+++ Extracted text

Fungi Discovered Inside Chernobyl Reactors Survive and Thrive In High Radiation

Fungi Discovered Inside Chernobyl Reactors Survive and Thrive In High Radiation

    I have always been interested in the possibility that life could be found beyond the Earth. Science has now found many planets around other suns. It appears that at least some of them may harbor life similar to life on Earth. Chemical building blocks for life have been found in gas nebula. Here on Earth we have found microbial life in very extreme conditions, some of which are miles below the surface of the Earth. Some life forms seem to be able to able to live on a flow of electrons. Other primitive life forms are able to survive high levels of radiation. There may be forms of live vastly different than ours but the possibilities of life similar to ours out in the cosmos look very promising.

++++++

### Tasks for this exercise:
1. Copy word for word the part of the Chernobyl fungi article that opens with the words containing "I have always" and closes with "look very promising.".
2. Write what comes next in the Chernobyl fungi article, picking up after its last sentence.
The entries are not needed.

+++ Record set

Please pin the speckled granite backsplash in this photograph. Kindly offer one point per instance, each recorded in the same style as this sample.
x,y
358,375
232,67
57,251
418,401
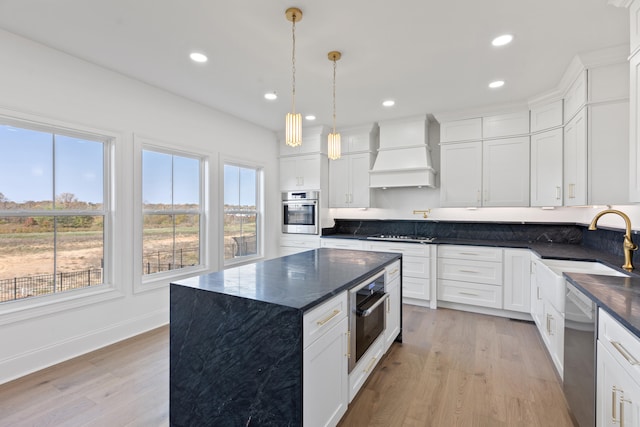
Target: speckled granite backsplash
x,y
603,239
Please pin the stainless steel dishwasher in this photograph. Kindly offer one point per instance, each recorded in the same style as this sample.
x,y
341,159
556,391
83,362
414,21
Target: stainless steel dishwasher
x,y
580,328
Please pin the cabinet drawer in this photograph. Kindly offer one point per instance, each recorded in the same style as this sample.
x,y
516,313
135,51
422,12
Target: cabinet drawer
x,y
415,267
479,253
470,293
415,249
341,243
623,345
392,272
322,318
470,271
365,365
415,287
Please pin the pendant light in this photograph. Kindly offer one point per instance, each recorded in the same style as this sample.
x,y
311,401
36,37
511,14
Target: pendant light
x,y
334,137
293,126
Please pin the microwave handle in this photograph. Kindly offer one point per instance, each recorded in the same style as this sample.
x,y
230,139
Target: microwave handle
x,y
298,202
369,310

++++++
+++ Record set

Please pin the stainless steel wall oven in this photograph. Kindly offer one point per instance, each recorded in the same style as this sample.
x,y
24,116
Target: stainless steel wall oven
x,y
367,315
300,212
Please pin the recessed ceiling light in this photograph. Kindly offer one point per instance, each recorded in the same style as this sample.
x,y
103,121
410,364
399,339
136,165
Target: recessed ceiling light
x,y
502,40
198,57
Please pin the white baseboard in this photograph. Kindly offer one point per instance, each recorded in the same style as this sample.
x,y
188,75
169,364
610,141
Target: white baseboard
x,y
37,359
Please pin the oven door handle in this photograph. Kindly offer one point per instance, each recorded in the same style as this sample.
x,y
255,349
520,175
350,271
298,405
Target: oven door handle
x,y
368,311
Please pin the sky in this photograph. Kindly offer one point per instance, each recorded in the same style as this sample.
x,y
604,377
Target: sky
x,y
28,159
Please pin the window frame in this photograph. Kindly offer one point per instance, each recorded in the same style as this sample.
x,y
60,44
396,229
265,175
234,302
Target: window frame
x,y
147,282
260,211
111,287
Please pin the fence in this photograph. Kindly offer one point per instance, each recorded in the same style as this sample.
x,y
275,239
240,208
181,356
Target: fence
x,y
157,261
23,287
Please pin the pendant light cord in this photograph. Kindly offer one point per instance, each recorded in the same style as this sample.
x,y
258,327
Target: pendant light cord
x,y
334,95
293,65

++++++

### Replies:
1.
I have always been interested in the possibility that life could be found beyond the Earth. Science has now found many planets around other suns. It appears that at least some of them may harbor life similar to life on Earth. Chemical building blocks for life have been found in gas nebula. Here on Earth we have found microbial life in very extreme conditions, some of which are miles below the surface of the Earth. Some life forms seem to be able to able to live on a flow of electrons. Other primitive life forms are able to survive high levels of radiation. There may be forms of live vastly different than ours but the possibilities of life similar to ours out in the cosmos look very promising.

2.
     In 1991, robots were being used to explore inside of the abandoned Chernobyl Nuclear Power Plant in Ukraine which suffered a catastrophic nuclear accident back in 1986. One surprise was the discovery of black fungi on the inside of the containment vessel. Although most forms of terrestrial life would be damaged by intense radiation levels inside Chernobyl, the fungus seemed to be doing quite well and was especially lush near higher radiation areas.
     More than ten years later, Professor Ekaterina Dadachova, then at the Albert Einstein College of Medicine in New York, and her team obtained a sample of the fungus from Chernobyl. One of their discoveries was that the Chernobyl fungi grew faster than other types of fungus when all were bathe in radiation. There were three different species of fungi in the Chernobyl sample including Cladosporium sphaerospermum, Cryptococcus neoformans and Wangiella dermatitidis.
     All of these had high amounts of melanin which is a pigment found in many places in nature including the skin of human beings. People with a darker skin tone have higher amounts of melanin. Melanin absorbs sunlight and dissipates ultraviolet radiation. This correlates with people whose ancestors lived in tropical regions that get a lot of sunlight. In the Chernobyl fungi, the melanin also seemed to be absorbing radiation and converting it into chemical energy for biological processes.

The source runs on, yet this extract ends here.